__WHAT YOU SHOULD DO__
Return the data below unchanged. Drop any pictures.

__RECORDS FOR THIS EXERCISE__

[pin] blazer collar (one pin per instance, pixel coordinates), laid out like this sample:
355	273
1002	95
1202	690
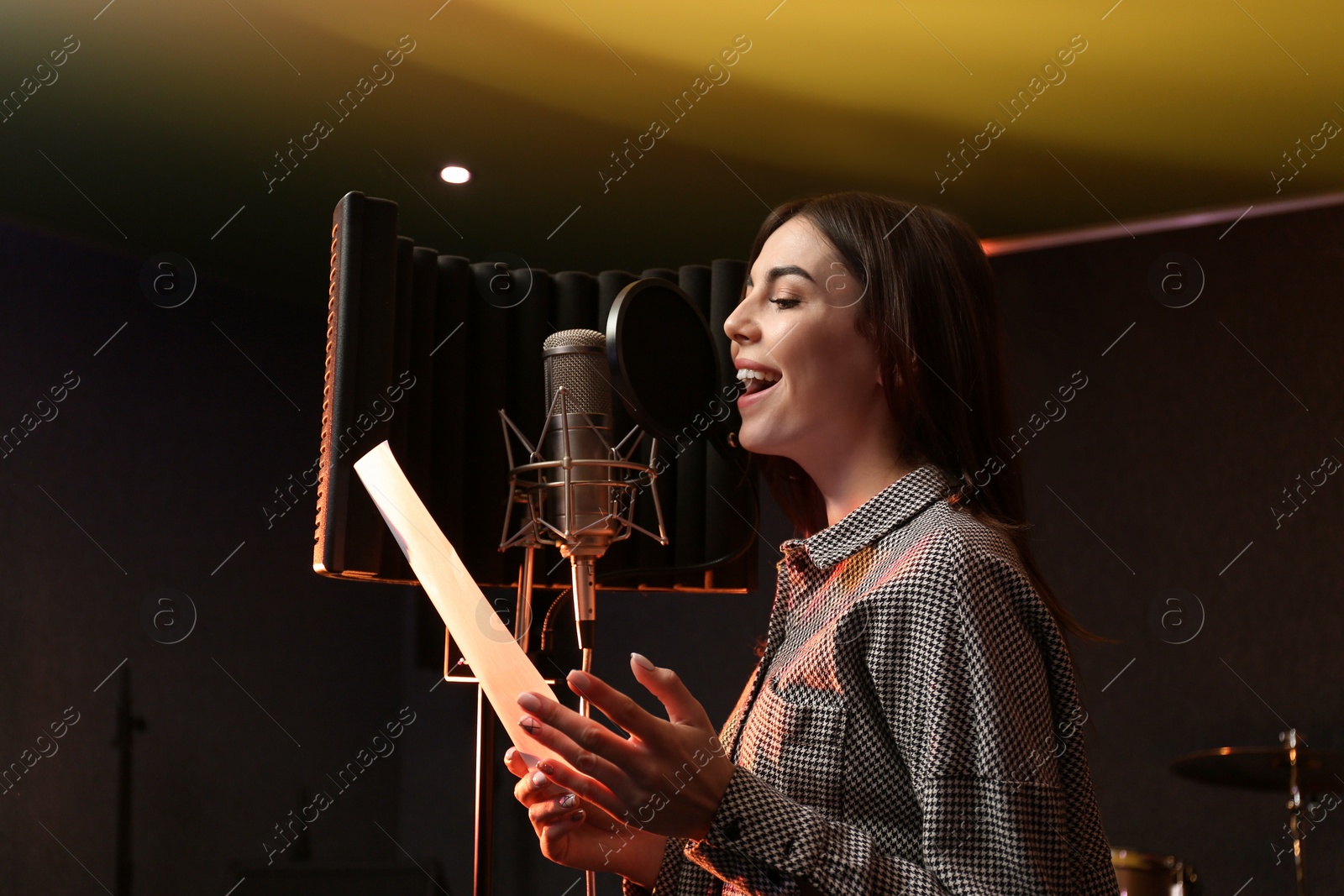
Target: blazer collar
884	512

__RESULT__
[pin] blazer collar (one pin per instance, pixel coordinates), laid out like this sample:
355	273
1002	95
1202	690
Target: blazer collar
884	512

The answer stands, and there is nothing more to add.